Written instruction :: Repeat the lines that follow, leaving nothing out.

Task inputs ::
· · · · ·

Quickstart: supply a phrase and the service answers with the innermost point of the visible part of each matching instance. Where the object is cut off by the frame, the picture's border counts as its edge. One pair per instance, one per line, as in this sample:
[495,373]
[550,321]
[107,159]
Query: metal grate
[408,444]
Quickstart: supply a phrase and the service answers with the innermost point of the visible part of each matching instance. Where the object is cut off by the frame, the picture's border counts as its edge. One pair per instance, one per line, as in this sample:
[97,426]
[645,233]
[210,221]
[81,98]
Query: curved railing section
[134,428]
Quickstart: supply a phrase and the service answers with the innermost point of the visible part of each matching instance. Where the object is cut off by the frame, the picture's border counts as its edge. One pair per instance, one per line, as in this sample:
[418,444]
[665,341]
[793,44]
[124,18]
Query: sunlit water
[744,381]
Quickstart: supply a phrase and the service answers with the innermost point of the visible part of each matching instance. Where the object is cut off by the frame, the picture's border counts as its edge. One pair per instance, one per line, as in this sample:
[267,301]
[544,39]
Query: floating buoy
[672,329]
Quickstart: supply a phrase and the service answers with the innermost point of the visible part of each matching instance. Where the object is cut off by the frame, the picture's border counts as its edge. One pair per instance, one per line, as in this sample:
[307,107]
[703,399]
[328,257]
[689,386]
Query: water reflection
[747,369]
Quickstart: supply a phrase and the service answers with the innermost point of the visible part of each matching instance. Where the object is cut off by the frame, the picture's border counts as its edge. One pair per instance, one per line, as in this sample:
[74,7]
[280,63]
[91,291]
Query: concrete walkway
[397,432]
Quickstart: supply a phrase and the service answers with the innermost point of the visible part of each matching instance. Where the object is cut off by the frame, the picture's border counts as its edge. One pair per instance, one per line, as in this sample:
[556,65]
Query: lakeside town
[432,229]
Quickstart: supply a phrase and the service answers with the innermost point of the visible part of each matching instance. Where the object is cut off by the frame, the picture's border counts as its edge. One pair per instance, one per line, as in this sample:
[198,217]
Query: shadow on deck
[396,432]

· · · · ·

Solution to the problem ::
Quickstart: supply a phrase and the service answers with the innermost point of the visible part of each matching instance. Where the object is cut off by the frame, the picture's border counts as its edge. One pair per instance, one per line, as in this sample:
[495,373]
[550,321]
[107,159]
Query: metal grate
[408,444]
Quickstart: supply a phrase and the service answers with the innermost point of the visible part of each matching instance. Where the object is cut off by the frame, the picture's border counts as its edge. One pair per instance, one per line, as in this sample:
[97,426]
[645,233]
[210,221]
[81,98]
Query: curved railing section
[134,428]
Quickstart: supply a phrase and the service answers with the innermost point of the visible part of each matching instance. Where the object is cut off by the frame, the picture's border counts as its edge. One pair per instance, one per line, as in this sample:
[418,444]
[665,341]
[793,44]
[124,18]
Query: sunlit water
[744,381]
Quickstart: supply a phrase and the service answers with the innermost point of the visible part of each matching instance. Where the object is cut off by the frame, the picture's border counts as its edge. One pair per instance, one per line, as in this sample:
[267,301]
[544,39]
Query: floating buoy
[672,329]
Quickstart: supply a phrase and the service answers with the innermost point of the visible part of each matching instance. Where the object is cut off by the frame, the picture's border counts as its edge. One pair per instance, one per line, as in this sample:
[307,107]
[703,399]
[328,257]
[689,386]
Query: water reflection
[747,369]
Quickstart: supply a phrase and the service answers with the innermost point of the visible part of each matching instance. Where the object is cut off by the frame, the picture's border counts as its edge. One pair per instance, one per line, as in this sample:
[74,7]
[280,63]
[91,291]
Query: concrete walkway
[397,432]
Quickstart: supply a phrase and the service answers with the innermost point of the visible part of each matching instance. Where the object is cut off by the frame, the picture's border counts as its edge. One pair per instance, one per line, as in this sample:
[556,65]
Query: lakeside town
[432,229]
Quickstart: supply a phrase and the service answers with the innermost point of the visible part of each matching instance. Where the object is cut off by the frame, the picture's border counts as its edge. One pair per instance, one per line, as in this sample:
[198,217]
Query: shadow on deck
[396,432]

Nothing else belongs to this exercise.